* **WORK ORDER 1**
According to the passage on the wellness approach to cancer, what is the approach promoted by Solaris Cancer Care about?
* **WORK ORDER 2**
Write the next part of the passage on the wellness approach to cancer, picking up after its final sentence.

* **EXERCISE PASSAGE**
○ ○ ○ ○ ○

Solaris Cancer Care promotes the ‘wellness approach’ to cancer which is about living as well as you can, exercising your personal strengths, and reaching out for connection with nature and community.

Wellness means different things to different people. Ideally we all hope to live cancer free, however sometimes that isn’t the case, and so wellness can mean feeling as good as possible in your particular circumstance.

Living well with cancer might mean making balanced choices, learning self-help strategies, accessing and strengthening inner resources; discovering supports and health information, developing a positive outlook and managing the stresses of cancer and everyday life with grace and ease.

The positive benefits of wellness flow to every part of your life including your environment, health, food, state of mind, relationships and spiritual life.

Wellness approach to living with cancer

A wellness approach puts your needs at the centre of your life. Many people find a health crisis prompts them to reflect on their life and reassess their priorities. Creating healthy boundaries, communicating effectively and choosing activities that reflect your values and nourish you can mean small shifts, or sometimes dramatic changes occur. You might have clear ideas about what you want, or you may seek to work collaboratively with one of our counsellors to gain insight into your own unique experiences.

○ ○ ○ ○ ○

* **RAW DATA**

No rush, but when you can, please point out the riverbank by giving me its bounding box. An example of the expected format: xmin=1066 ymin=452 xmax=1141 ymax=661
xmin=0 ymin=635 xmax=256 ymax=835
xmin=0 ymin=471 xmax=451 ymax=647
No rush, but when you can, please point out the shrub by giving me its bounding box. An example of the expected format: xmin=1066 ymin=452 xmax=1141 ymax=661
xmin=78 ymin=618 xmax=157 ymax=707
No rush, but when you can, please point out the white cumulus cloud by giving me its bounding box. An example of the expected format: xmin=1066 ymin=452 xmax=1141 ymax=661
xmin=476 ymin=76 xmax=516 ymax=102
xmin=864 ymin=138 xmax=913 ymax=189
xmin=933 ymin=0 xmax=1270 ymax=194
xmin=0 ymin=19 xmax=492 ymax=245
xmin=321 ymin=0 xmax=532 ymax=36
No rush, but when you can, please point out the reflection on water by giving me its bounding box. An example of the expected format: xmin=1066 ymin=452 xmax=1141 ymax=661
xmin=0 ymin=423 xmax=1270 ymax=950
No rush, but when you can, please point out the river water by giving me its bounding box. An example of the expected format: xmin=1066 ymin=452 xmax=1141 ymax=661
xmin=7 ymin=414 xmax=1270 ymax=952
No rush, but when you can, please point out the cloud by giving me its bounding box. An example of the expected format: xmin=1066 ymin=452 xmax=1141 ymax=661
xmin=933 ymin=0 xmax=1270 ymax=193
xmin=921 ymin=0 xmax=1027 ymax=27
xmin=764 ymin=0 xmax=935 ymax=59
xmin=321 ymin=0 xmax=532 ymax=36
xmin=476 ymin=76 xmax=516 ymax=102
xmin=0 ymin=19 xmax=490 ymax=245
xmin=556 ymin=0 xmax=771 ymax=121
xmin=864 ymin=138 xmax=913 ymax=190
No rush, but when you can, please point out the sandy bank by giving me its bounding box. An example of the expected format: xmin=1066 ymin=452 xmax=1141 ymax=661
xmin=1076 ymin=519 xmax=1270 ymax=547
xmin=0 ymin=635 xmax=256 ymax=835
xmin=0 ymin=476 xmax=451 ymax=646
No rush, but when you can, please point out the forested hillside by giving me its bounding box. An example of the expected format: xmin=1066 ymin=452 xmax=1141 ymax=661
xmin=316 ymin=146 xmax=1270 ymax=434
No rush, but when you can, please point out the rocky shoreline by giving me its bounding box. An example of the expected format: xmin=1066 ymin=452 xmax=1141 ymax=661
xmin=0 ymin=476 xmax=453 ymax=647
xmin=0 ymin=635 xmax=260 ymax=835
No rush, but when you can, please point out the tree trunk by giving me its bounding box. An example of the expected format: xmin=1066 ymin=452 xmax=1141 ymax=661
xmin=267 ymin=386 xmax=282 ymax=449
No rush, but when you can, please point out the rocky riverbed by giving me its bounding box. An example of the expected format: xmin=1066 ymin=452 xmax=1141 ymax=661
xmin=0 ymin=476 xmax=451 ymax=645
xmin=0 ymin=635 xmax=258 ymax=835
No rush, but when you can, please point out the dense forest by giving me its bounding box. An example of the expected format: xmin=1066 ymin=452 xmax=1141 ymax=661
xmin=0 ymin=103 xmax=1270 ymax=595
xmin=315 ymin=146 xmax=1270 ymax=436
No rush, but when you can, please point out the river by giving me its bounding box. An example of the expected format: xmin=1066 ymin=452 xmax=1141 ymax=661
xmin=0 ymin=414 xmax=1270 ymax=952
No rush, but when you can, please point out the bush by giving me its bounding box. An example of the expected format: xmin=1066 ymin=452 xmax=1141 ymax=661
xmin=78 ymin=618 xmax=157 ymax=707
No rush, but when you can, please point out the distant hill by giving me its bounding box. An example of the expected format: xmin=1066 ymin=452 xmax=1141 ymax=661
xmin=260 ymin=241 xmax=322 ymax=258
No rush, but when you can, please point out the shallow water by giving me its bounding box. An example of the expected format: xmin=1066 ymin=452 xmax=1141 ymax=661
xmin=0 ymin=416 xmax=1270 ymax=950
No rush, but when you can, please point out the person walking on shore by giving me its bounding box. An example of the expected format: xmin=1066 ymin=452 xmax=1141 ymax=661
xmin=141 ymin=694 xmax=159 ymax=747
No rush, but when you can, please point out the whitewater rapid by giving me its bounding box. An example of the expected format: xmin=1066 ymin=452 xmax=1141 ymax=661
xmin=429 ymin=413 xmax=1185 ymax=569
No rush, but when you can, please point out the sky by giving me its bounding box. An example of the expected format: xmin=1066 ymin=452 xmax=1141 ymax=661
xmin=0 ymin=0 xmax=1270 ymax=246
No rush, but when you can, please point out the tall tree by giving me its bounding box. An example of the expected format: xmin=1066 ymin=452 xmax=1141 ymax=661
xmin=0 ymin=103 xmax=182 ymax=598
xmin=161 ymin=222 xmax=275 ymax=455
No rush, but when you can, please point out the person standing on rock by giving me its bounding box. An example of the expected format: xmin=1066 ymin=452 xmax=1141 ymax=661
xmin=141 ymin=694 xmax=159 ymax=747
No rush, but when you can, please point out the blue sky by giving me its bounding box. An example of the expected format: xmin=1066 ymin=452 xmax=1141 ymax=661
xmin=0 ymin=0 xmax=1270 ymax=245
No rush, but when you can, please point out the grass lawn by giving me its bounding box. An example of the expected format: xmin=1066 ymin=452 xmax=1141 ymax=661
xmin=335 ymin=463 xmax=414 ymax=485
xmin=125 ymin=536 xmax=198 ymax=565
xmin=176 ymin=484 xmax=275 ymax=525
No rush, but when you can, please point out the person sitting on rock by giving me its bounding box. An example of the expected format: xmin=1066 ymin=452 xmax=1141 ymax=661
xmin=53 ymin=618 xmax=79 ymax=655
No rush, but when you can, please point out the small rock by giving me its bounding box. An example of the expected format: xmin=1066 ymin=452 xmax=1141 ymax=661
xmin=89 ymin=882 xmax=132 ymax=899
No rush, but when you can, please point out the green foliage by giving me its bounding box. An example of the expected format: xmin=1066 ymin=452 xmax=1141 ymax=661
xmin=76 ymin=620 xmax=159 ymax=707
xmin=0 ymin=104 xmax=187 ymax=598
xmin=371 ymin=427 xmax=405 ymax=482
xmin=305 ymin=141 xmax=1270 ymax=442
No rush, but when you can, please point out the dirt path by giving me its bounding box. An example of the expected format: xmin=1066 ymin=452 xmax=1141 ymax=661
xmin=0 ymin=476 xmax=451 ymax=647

○ ○ ○ ○ ○

* **OUTPUT 1**
It is about living as well as you can, exercising your personal strengths, and reaching out for connection with nature and community.

* **OUTPUT 2**
There are some well -known factors that increase risk for many different types of cancer, so it makes sense to have a look at what might shift around cigarette smoking, alcohol consumption, processed diet, obesity, and inactivity. Behaviour change can be challenging so we suggest starting with small steps, and seeking support when you need it.

Creating a wellness lifestyle for yourself can take almost any form but here are some of the key elements the Solaris Cancer Care community tend to focus on:

  • Physical activity – get moving. Even during treatment, doing as much physical activity as you can tolerate is likely to be helpful. Check with your doctors if you’ve had recent surgery, have bone metastases, or other risk factors. Current recommendations are 150 minutes per week of moderate intensity exercise. Make it something you enjoy, get outdoors, or connect with friends. We have tai chi, yoga, pilates and group fitness here weekly, and there’s a huge variety of options in the community. Be sure to tell the instructor about your health, there are cancer focused programs, and many exercise professionals have done additional training to help them work optimally with individual needs.
  • Healthy diet – eat your vegetables, however you like them. There are many ways to have a healthy diet, and yet, despite most people having good knowledge of what to eat, factors such as fatigue, convenience and habits sometimes lead us to choosing less than optimal food. As much as practical for you, aim for a high plant content diet – that means vegetables, fruit, grains, beans and legumes. Minimise the processed meats, red meat and alcohol, and aim for a wide variety of whole foods.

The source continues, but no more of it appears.